Given passage:
────────────────────────────────────────

Right but the issue is users have full control over context. A security-violating action by a coding agent in one context can be completely innocuous under other contexts etc, or breaking down the task into multiple tasks that in isolation do not violate anything.

	▲	btilly an hour ago \| parent [-]
		Yes, there is always a path to a problem. Even random monkeys on a keyboard can write a security exploit. Random monkeys with guidance from a knowledgeable human will do it much faster. The goal shouldn't be to make problems impossible. It is to adjust the ratio between problems and successes. You can also create a meta. "How much do I trust the user?" When you see the user trying to manipulate towards security, distrust the user and apply rules more strictly. If the user simply acts like a normal developer, just be a useful developer tool. Including fixing security holes when appropriate.

▲

lachlan_gray an hour ago | parent | prev | next [-]

I think they were doing something like this, the tradeoff is that it's hard to do without an irritating number of false positives and/or wasting loads of precious tokens on useless audits.

▲

Kinrany an hour ago | parent | prev [-]

That would make the model useless

▲

btilly an hour ago | parent [-]

How does this make the model useless? It finds and fixes the security hole. It can even write a test that verifies that the fix didn't break things. But it deliberately doesn't reveal the fact that it was a security issue that was fixed.

Seems useful to me. But more useful for defenders than attackers.

	▲	7734128 17 minutes ago \| parent [-]
		Imagine that you have the repo A, ask the model to "fix the security issue" and end up with A'. Just take the Diff A' - A to see the security hole.

────────────────────────────────────────

List each distinct username that appears in the forum thread. Use only the forum thread to answer.

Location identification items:
────────────────────────────────────────

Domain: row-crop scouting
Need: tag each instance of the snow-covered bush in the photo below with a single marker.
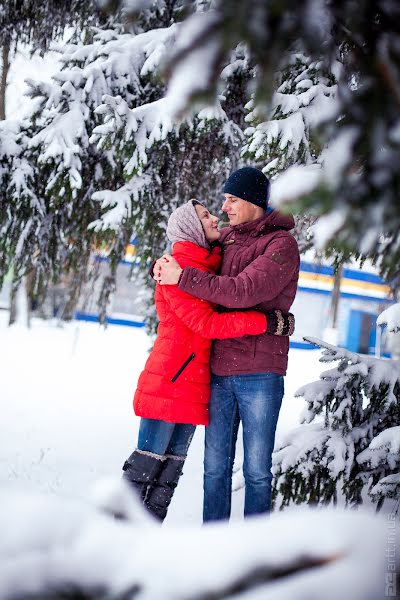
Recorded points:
(348, 447)
(53, 548)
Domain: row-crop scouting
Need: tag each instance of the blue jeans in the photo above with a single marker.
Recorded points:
(255, 399)
(161, 437)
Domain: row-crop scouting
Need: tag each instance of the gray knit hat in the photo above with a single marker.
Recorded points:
(184, 225)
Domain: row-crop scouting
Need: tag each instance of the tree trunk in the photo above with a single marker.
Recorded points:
(3, 81)
(334, 310)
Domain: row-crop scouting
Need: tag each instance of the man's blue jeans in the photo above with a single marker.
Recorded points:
(255, 399)
(161, 437)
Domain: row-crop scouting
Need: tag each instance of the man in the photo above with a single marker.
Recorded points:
(260, 270)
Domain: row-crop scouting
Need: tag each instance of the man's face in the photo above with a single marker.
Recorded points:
(240, 211)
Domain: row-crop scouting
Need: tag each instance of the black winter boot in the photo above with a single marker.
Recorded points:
(159, 497)
(141, 470)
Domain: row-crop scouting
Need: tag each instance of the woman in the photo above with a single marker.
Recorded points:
(173, 390)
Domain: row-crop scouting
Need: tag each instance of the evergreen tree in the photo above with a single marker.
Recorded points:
(348, 447)
(305, 95)
(71, 181)
(359, 181)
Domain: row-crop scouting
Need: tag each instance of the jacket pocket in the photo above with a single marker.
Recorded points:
(183, 367)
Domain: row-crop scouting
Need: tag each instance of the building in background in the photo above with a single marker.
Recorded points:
(363, 296)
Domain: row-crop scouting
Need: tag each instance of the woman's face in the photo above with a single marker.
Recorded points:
(209, 223)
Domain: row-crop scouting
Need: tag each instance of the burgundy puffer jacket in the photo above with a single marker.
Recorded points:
(260, 269)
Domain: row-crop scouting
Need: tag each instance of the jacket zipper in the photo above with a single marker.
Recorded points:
(183, 367)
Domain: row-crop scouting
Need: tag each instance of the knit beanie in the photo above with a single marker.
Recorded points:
(184, 225)
(249, 184)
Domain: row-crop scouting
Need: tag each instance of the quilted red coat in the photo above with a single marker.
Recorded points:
(175, 383)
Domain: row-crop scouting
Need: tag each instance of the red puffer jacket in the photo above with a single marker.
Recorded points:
(175, 383)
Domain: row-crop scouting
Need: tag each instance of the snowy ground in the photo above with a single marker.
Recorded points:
(66, 404)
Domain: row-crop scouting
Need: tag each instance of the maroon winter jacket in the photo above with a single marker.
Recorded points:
(260, 270)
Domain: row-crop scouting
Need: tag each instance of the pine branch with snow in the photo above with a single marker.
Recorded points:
(345, 449)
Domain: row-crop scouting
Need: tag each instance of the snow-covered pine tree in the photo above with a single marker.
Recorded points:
(348, 447)
(360, 179)
(134, 170)
(284, 133)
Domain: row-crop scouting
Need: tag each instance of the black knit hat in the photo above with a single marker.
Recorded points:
(249, 184)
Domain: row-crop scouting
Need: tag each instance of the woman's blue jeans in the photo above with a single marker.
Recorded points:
(255, 399)
(161, 437)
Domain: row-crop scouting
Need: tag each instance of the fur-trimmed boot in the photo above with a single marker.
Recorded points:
(141, 471)
(159, 497)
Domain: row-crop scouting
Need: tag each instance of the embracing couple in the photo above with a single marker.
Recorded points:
(222, 299)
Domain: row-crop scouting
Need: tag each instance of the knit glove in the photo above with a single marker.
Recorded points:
(279, 322)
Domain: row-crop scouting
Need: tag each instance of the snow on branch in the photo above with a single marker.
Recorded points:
(282, 556)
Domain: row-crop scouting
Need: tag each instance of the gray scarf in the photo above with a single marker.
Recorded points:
(185, 226)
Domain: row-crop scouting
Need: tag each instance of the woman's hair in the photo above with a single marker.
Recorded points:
(184, 225)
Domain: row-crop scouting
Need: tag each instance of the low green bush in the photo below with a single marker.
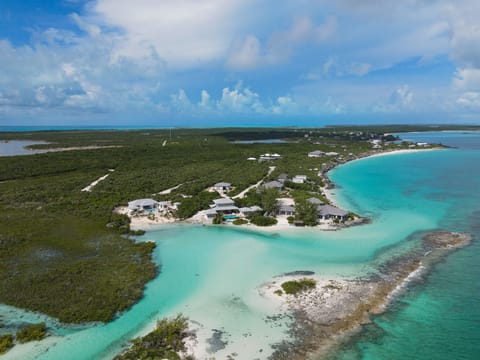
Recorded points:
(295, 287)
(6, 343)
(240, 222)
(165, 342)
(32, 332)
(260, 220)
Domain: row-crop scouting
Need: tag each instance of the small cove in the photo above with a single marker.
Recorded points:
(212, 275)
(18, 147)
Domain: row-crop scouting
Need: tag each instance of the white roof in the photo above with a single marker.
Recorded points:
(222, 184)
(140, 203)
(331, 210)
(273, 184)
(250, 209)
(223, 201)
(315, 201)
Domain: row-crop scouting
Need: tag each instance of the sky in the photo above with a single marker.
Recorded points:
(238, 62)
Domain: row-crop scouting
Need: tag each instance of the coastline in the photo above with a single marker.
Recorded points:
(329, 315)
(144, 223)
(330, 185)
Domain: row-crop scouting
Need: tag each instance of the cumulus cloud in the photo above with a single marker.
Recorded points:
(400, 99)
(182, 33)
(250, 53)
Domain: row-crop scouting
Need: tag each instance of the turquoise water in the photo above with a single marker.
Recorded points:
(17, 147)
(213, 274)
(440, 317)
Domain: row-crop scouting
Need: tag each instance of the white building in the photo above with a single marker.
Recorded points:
(316, 153)
(299, 179)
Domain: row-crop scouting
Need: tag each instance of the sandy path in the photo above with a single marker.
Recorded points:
(90, 187)
(242, 194)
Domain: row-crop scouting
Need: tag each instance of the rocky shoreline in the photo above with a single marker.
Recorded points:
(336, 309)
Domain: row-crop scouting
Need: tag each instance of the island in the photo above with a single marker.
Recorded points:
(69, 219)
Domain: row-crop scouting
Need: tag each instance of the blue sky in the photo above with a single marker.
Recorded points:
(219, 62)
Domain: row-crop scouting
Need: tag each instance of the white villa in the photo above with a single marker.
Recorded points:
(316, 153)
(286, 210)
(149, 205)
(142, 205)
(299, 179)
(267, 157)
(245, 211)
(222, 187)
(273, 185)
(326, 212)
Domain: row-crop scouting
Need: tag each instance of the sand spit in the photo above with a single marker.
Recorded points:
(330, 314)
(89, 147)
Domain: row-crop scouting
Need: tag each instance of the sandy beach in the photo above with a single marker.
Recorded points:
(337, 308)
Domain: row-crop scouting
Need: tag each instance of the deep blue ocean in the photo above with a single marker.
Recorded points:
(439, 317)
(213, 274)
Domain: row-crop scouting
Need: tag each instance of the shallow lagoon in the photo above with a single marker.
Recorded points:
(18, 147)
(212, 275)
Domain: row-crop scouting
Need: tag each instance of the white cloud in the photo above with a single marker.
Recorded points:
(205, 100)
(284, 105)
(180, 101)
(400, 100)
(280, 46)
(182, 32)
(246, 55)
(470, 100)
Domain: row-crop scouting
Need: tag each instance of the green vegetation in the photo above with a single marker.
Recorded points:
(240, 222)
(261, 220)
(34, 332)
(218, 219)
(6, 343)
(295, 287)
(64, 253)
(165, 342)
(307, 212)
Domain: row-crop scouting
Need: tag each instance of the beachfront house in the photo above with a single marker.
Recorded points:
(299, 179)
(224, 206)
(143, 205)
(222, 187)
(270, 157)
(315, 201)
(282, 178)
(273, 185)
(326, 212)
(164, 205)
(316, 153)
(247, 211)
(286, 210)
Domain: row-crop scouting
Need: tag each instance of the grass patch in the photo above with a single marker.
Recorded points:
(165, 342)
(240, 222)
(295, 287)
(34, 332)
(6, 343)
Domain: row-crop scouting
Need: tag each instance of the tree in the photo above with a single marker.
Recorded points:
(307, 212)
(218, 219)
(269, 201)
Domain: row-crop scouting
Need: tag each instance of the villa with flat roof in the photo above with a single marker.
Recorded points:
(316, 153)
(142, 204)
(326, 212)
(273, 185)
(286, 210)
(222, 187)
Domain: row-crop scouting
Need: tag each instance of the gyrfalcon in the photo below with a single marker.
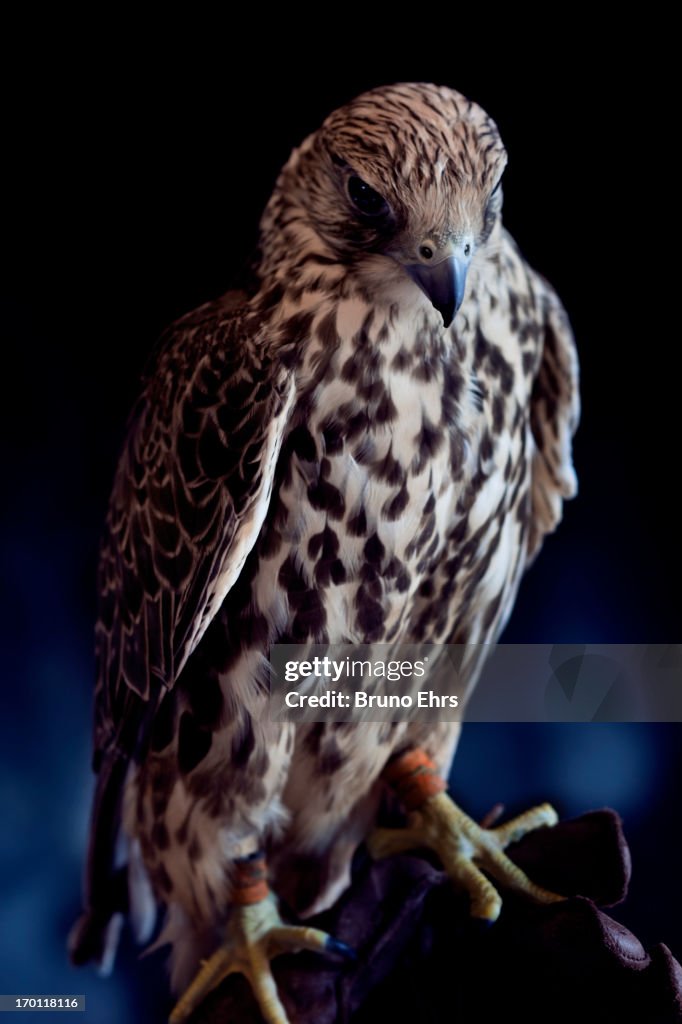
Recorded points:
(367, 445)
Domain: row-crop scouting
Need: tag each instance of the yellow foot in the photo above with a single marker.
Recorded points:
(255, 935)
(464, 848)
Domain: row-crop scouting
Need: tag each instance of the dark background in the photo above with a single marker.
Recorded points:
(135, 167)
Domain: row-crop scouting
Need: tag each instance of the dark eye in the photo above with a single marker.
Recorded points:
(369, 202)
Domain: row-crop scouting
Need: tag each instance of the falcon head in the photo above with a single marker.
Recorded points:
(403, 182)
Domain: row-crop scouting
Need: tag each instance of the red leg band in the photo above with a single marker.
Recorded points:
(414, 777)
(250, 881)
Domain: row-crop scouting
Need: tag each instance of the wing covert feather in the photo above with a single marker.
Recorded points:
(189, 497)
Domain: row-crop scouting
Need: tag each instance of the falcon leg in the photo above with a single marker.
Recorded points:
(255, 935)
(463, 847)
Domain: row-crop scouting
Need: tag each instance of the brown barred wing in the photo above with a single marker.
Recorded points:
(189, 498)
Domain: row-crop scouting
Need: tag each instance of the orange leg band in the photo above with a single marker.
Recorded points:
(250, 881)
(414, 777)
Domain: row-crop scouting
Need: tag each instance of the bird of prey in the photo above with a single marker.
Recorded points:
(368, 445)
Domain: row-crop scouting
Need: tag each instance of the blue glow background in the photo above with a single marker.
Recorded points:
(135, 185)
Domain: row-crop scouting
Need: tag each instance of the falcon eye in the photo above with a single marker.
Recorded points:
(365, 199)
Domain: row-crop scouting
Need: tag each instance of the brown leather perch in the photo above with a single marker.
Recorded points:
(422, 961)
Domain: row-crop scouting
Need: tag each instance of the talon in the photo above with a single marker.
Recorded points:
(465, 849)
(256, 935)
(336, 946)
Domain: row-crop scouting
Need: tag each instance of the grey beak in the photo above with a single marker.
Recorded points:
(442, 283)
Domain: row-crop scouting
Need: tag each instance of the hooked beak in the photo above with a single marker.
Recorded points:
(442, 283)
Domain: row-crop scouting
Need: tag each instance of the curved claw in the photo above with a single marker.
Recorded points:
(255, 936)
(466, 849)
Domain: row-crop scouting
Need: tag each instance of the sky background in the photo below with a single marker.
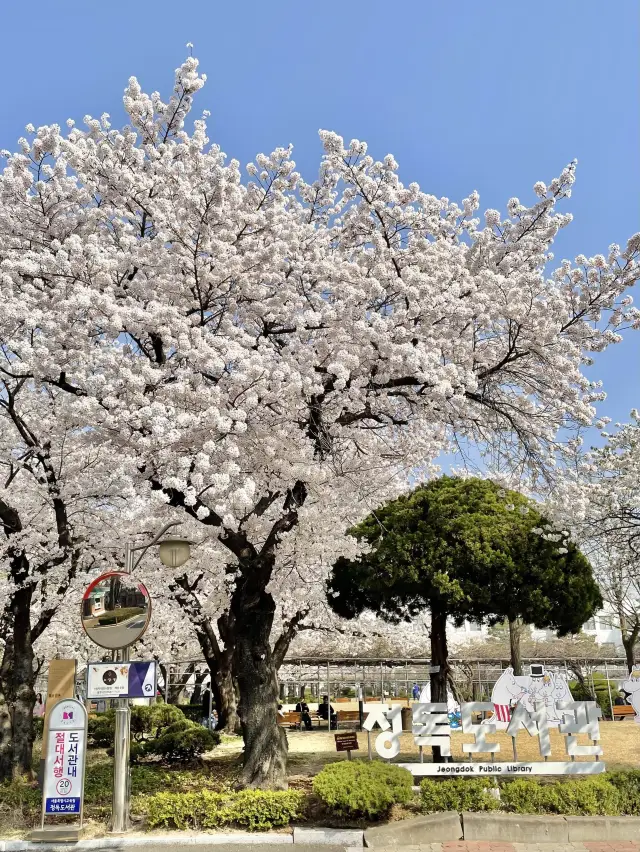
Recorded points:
(489, 96)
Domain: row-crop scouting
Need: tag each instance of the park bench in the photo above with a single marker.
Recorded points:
(290, 720)
(619, 712)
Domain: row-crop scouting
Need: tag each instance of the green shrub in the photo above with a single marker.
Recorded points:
(628, 786)
(193, 712)
(253, 809)
(183, 744)
(358, 788)
(583, 797)
(601, 686)
(20, 796)
(457, 794)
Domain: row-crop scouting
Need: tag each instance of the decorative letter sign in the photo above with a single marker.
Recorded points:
(479, 731)
(535, 724)
(582, 719)
(431, 728)
(387, 745)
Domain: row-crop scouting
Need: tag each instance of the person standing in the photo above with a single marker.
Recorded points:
(303, 708)
(326, 711)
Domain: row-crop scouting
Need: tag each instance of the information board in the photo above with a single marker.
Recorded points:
(64, 768)
(347, 741)
(121, 680)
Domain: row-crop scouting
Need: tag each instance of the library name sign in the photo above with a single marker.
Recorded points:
(431, 727)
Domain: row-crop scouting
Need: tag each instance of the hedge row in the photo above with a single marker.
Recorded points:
(252, 809)
(607, 795)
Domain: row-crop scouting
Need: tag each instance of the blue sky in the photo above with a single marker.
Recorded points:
(489, 96)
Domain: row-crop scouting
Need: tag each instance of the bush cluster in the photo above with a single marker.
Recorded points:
(160, 731)
(458, 794)
(252, 809)
(363, 789)
(606, 795)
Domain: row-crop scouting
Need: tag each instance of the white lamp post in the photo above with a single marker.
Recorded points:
(173, 553)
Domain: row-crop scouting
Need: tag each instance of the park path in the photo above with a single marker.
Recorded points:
(487, 846)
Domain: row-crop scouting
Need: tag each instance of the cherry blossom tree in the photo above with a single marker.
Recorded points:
(278, 355)
(59, 495)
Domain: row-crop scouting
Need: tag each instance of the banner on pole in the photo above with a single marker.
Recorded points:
(63, 787)
(121, 680)
(60, 684)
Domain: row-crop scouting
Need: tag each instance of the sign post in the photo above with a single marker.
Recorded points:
(63, 783)
(121, 680)
(60, 684)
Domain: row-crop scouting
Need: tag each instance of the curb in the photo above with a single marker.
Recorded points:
(301, 837)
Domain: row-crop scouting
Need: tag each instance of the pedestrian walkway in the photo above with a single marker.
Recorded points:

────────────────────────────────────────

Answer in full:
btilly, lachlan_gray, Kinrany, 7734128